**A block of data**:
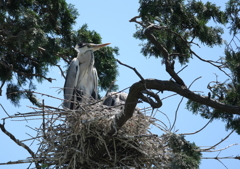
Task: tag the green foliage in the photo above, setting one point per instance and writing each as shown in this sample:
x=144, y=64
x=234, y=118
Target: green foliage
x=185, y=154
x=183, y=21
x=232, y=11
x=227, y=92
x=32, y=32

**What you need to do**:
Transcribe all entries above exactly. Drop the pictures.

**The answer**:
Task: tag the green foliage in the photo above, setting one point per instance and writing each as shown in this sample:
x=144, y=64
x=234, y=118
Target: green foliage
x=185, y=154
x=183, y=21
x=232, y=11
x=227, y=92
x=32, y=32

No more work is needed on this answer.